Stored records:
# # #

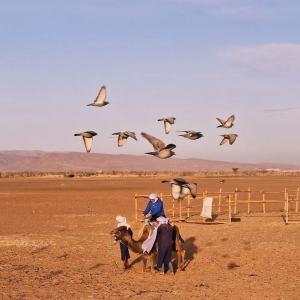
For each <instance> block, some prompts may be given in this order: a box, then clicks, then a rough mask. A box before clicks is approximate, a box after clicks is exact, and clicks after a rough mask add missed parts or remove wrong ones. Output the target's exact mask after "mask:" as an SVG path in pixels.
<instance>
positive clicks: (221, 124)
mask: <svg viewBox="0 0 300 300" xmlns="http://www.w3.org/2000/svg"><path fill="white" fill-rule="evenodd" d="M217 120H218V121H219V122H220V123H221V124H220V125H219V126H218V127H217V128H219V127H222V128H231V127H232V126H233V125H234V124H233V122H234V120H235V116H234V115H231V116H230V117H229V118H228V119H227V120H226V121H224V120H222V119H219V118H217Z"/></svg>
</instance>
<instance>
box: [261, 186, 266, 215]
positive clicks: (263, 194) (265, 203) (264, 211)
mask: <svg viewBox="0 0 300 300" xmlns="http://www.w3.org/2000/svg"><path fill="white" fill-rule="evenodd" d="M262 200H263V213H264V215H265V214H266V194H265V192H264V191H263V192H262Z"/></svg>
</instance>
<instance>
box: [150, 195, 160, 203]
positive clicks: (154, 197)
mask: <svg viewBox="0 0 300 300" xmlns="http://www.w3.org/2000/svg"><path fill="white" fill-rule="evenodd" d="M149 199H150V200H151V201H153V202H156V201H157V199H158V196H157V195H156V194H155V193H151V194H150V195H149Z"/></svg>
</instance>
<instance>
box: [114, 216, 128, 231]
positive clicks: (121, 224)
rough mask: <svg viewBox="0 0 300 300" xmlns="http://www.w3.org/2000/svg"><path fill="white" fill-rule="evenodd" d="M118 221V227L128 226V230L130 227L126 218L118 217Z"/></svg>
mask: <svg viewBox="0 0 300 300" xmlns="http://www.w3.org/2000/svg"><path fill="white" fill-rule="evenodd" d="M116 221H117V223H118V225H117V226H118V227H121V226H126V227H127V229H128V228H129V227H130V226H129V225H128V224H127V220H126V218H125V217H122V216H116Z"/></svg>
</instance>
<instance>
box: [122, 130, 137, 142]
mask: <svg viewBox="0 0 300 300" xmlns="http://www.w3.org/2000/svg"><path fill="white" fill-rule="evenodd" d="M125 134H126V135H127V136H129V137H131V138H133V139H134V140H136V141H137V138H136V135H135V132H132V131H125Z"/></svg>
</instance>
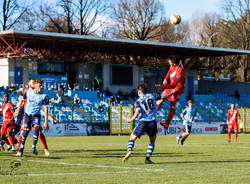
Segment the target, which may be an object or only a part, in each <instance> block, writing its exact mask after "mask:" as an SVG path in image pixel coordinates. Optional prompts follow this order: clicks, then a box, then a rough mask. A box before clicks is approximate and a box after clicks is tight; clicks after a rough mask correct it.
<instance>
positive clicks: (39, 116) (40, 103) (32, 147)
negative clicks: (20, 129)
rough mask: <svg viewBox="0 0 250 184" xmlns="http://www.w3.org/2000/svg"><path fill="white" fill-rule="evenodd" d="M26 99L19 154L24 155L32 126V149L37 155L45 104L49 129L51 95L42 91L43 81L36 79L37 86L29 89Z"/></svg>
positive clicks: (47, 120)
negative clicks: (32, 128) (43, 110)
mask: <svg viewBox="0 0 250 184" xmlns="http://www.w3.org/2000/svg"><path fill="white" fill-rule="evenodd" d="M24 99H27V103H26V106H25V109H24V117H23V132H22V138H21V142H19V144H20V148H19V150H18V153H17V156H22V155H23V151H24V145H25V141H26V139H27V136H28V134H29V132H30V130H31V126H33V127H34V134H33V145H32V151H33V154H35V155H37V154H38V152H37V149H36V144H37V141H38V136H39V129H40V122H41V112H40V111H41V108H42V106H45V122H44V128H45V129H48V128H49V126H48V106H47V105H48V104H49V97H48V95H46V94H43V93H42V81H41V80H36V81H35V88H34V90H28V91H27V92H26V93H25V95H24Z"/></svg>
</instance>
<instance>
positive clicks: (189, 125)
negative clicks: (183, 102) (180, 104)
mask: <svg viewBox="0 0 250 184" xmlns="http://www.w3.org/2000/svg"><path fill="white" fill-rule="evenodd" d="M195 113H196V108H195V107H193V108H192V109H191V108H190V107H187V108H186V109H184V111H183V112H182V113H181V114H182V115H183V116H184V118H185V120H187V123H185V121H183V125H188V126H192V122H193V120H194V116H195Z"/></svg>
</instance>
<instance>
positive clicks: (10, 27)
mask: <svg viewBox="0 0 250 184" xmlns="http://www.w3.org/2000/svg"><path fill="white" fill-rule="evenodd" d="M0 6H1V7H2V9H1V11H0V13H1V15H2V17H1V18H0V24H1V29H2V30H8V29H10V28H12V27H13V26H14V25H15V24H17V23H18V22H19V21H20V19H21V18H22V17H23V15H24V14H25V13H26V12H27V11H28V7H29V6H26V5H25V3H24V1H18V0H2V1H0Z"/></svg>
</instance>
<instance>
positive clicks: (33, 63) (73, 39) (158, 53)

# # #

** Work instruction **
Return only the lines between the one holding "positive clicks: (221, 124)" and the one holding "positive clicks: (121, 224)", inclusive, exactly as they appear above.

** Output for this task **
positive clicks: (221, 124)
mask: <svg viewBox="0 0 300 300" xmlns="http://www.w3.org/2000/svg"><path fill="white" fill-rule="evenodd" d="M217 120H218V121H219V122H220V123H221V124H220V125H219V126H218V127H217V128H219V127H222V128H231V127H232V126H233V125H234V124H233V122H234V120H235V116H234V115H231V116H230V117H229V118H228V119H227V120H226V121H224V120H222V119H219V118H217Z"/></svg>
</instance>
<instance>
box: [261, 186, 266, 215]
positive clicks: (263, 194) (265, 203) (264, 211)
mask: <svg viewBox="0 0 300 300" xmlns="http://www.w3.org/2000/svg"><path fill="white" fill-rule="evenodd" d="M262 200H263V213H264V215H265V214H266V194H265V192H264V191H263V192H262Z"/></svg>
</instance>
<instance>
box: [150, 195, 160, 203]
positive clicks: (154, 197)
mask: <svg viewBox="0 0 300 300" xmlns="http://www.w3.org/2000/svg"><path fill="white" fill-rule="evenodd" d="M149 199H150V200H151V201H153V202H156V201H157V199H158V196H157V195H156V194H155V193H151V194H150V195H149Z"/></svg>
</instance>
<instance>
box: [114, 216, 128, 231]
positive clicks: (121, 224)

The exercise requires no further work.